** Begin SUPPLIED MATERIAL **

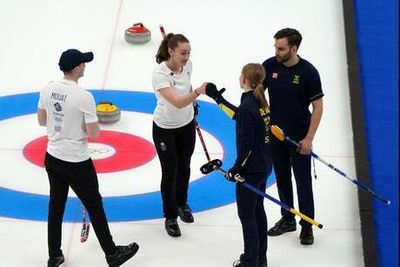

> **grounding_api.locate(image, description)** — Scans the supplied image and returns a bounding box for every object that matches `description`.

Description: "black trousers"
[236,170,271,266]
[271,137,314,228]
[45,153,116,257]
[153,120,196,219]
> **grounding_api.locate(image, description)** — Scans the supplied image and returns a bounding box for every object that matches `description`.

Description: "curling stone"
[96,102,121,123]
[125,23,151,44]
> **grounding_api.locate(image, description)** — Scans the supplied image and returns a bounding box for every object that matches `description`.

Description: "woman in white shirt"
[152,33,207,237]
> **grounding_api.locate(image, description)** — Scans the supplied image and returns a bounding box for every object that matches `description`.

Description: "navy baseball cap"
[58,49,93,71]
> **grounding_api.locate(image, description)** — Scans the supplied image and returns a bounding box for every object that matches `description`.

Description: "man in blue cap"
[37,49,139,267]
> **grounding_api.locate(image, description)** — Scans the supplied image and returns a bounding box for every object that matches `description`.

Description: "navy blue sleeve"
[306,64,324,102]
[233,108,255,172]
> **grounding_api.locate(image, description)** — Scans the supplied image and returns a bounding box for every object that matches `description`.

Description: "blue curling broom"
[271,125,390,205]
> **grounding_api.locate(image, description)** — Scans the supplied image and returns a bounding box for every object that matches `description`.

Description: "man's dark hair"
[274,28,303,48]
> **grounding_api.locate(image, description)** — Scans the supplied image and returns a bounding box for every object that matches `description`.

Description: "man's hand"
[224,168,245,183]
[297,138,312,155]
[206,83,225,105]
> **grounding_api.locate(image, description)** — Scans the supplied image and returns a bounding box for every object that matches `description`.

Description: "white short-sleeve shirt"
[38,79,97,162]
[152,60,194,129]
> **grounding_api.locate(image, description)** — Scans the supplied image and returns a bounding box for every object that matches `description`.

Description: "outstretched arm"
[299,98,323,154]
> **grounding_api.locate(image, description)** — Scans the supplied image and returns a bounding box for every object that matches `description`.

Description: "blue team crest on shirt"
[54,102,62,112]
[292,75,300,84]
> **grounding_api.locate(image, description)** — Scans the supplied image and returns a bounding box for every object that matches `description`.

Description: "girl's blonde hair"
[242,63,268,108]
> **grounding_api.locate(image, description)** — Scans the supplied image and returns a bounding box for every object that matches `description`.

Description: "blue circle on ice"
[0,90,274,222]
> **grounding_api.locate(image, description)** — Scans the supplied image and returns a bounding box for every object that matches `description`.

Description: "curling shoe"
[178,205,194,223]
[267,217,296,236]
[47,254,65,267]
[165,219,181,237]
[299,227,314,245]
[106,242,139,267]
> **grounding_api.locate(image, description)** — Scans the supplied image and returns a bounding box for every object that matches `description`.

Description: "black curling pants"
[271,137,314,228]
[236,170,271,266]
[153,120,196,219]
[45,153,115,257]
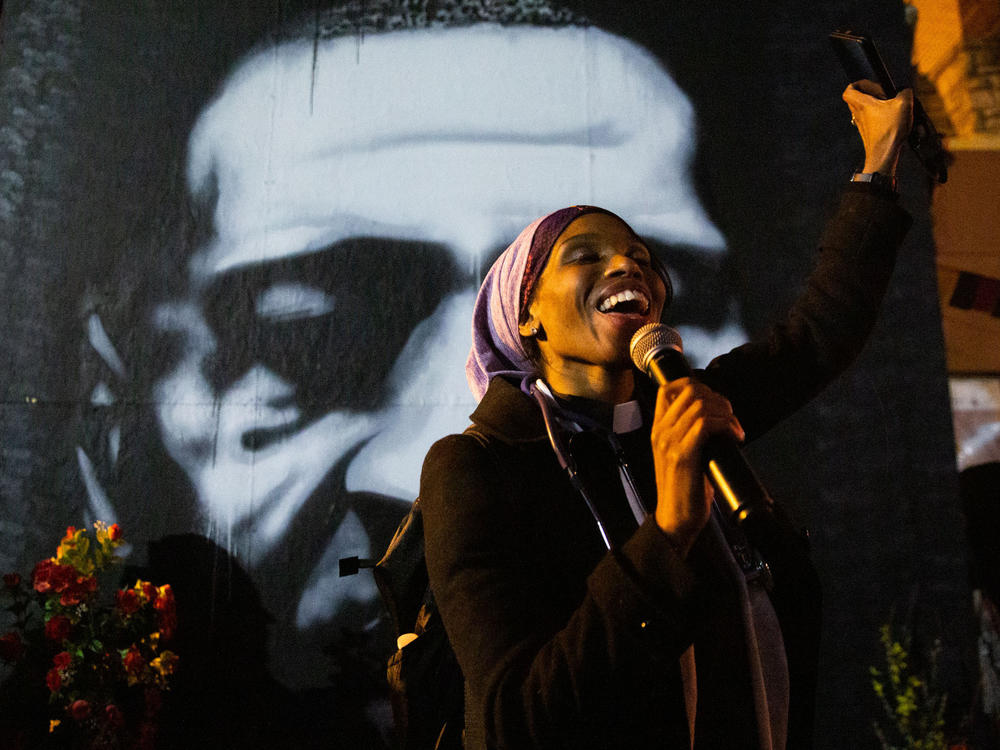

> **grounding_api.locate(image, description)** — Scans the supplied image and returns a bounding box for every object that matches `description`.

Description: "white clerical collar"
[611,401,642,434]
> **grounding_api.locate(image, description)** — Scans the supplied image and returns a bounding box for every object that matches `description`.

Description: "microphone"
[629,323,773,534]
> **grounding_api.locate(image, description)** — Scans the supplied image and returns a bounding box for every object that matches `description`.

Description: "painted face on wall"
[141,25,739,683]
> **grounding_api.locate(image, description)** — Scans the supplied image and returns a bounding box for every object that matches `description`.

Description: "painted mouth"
[597,289,649,315]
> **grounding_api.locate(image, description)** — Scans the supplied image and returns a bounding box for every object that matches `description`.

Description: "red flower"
[122,646,146,676]
[45,667,62,693]
[52,651,73,672]
[69,698,90,721]
[0,631,26,661]
[104,703,125,729]
[45,615,73,641]
[115,589,142,617]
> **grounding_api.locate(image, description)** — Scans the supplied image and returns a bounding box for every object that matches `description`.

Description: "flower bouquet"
[0,522,178,748]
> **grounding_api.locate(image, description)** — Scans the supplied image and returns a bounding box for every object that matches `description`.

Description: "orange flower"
[52,651,73,672]
[122,644,146,685]
[149,651,179,684]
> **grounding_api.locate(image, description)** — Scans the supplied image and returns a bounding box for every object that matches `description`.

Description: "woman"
[420,87,912,749]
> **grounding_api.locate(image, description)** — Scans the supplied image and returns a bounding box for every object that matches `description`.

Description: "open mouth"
[597,289,649,315]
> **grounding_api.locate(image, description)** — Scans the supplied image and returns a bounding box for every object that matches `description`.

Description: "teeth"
[597,289,649,312]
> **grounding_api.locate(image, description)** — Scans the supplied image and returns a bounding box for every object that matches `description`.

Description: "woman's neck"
[542,365,635,405]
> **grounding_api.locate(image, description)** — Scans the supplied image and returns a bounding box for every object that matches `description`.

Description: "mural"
[0,0,968,747]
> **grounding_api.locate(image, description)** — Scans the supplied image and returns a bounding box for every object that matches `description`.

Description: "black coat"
[420,189,908,748]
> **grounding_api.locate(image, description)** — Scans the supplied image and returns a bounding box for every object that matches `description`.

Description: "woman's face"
[519,213,666,379]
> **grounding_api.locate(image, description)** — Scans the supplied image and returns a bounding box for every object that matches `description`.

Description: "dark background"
[0,0,974,748]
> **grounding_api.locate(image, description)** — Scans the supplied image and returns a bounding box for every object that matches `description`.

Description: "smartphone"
[830,31,951,182]
[830,31,898,99]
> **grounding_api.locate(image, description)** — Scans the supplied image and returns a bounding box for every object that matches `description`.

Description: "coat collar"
[471,377,547,443]
[471,374,656,443]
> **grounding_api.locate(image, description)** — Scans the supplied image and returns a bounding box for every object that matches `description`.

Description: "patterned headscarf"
[465,206,670,401]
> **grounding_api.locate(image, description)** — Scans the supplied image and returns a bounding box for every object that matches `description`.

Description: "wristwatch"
[851,172,896,193]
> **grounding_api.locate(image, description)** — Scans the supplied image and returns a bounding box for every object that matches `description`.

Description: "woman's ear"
[517,309,540,338]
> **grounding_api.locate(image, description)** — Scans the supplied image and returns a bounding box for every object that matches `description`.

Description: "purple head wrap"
[465,206,670,401]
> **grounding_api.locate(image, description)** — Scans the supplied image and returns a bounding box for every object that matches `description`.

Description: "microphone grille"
[628,323,684,372]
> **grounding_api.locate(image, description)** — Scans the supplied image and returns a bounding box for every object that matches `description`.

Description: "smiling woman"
[420,79,910,750]
[518,209,668,403]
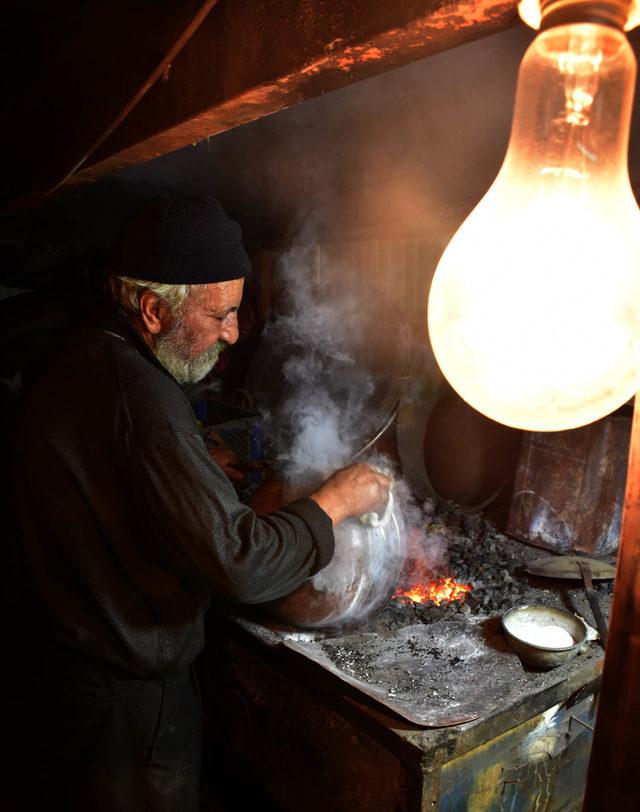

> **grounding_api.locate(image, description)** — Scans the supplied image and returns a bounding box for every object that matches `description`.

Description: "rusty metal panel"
[438,696,595,812]
[68,0,520,184]
[506,412,631,555]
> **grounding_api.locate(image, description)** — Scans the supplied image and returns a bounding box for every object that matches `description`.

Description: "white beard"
[153,324,227,386]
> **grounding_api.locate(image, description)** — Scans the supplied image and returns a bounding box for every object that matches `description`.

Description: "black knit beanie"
[109,195,251,285]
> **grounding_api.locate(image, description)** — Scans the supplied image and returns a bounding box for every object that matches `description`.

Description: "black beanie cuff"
[112,245,251,285]
[109,195,251,285]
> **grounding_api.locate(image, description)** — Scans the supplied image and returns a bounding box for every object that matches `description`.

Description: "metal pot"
[267,507,405,629]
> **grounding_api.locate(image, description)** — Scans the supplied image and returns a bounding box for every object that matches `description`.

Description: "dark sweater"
[16,310,333,677]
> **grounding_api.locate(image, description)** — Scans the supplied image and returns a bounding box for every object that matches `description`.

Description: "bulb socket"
[540,0,633,31]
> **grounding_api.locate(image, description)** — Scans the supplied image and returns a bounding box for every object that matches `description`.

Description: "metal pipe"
[583,395,640,812]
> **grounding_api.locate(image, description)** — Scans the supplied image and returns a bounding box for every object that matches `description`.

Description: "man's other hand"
[310,463,391,527]
[207,447,244,482]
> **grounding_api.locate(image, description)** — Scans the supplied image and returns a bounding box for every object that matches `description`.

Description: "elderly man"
[17,197,389,812]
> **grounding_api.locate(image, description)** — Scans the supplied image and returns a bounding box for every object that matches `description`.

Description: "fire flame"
[394,578,473,605]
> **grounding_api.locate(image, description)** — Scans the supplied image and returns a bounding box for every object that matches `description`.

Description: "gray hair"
[109,274,193,316]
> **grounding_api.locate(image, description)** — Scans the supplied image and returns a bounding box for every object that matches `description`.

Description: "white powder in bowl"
[508,621,576,648]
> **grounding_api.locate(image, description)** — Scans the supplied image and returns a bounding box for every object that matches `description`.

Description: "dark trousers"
[34,656,202,812]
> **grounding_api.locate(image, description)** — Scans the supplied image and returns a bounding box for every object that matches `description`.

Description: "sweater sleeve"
[132,421,334,603]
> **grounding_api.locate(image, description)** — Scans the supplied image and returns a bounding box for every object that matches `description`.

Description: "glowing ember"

** End SUPPLIED MATERIAL **

_EXERCISE:_ From the data above, return each line that contains the string "face". Case counts.

_ANSWER TO THE PROBLEM:_
Description: "painted face on wall"
Description: "woman's face"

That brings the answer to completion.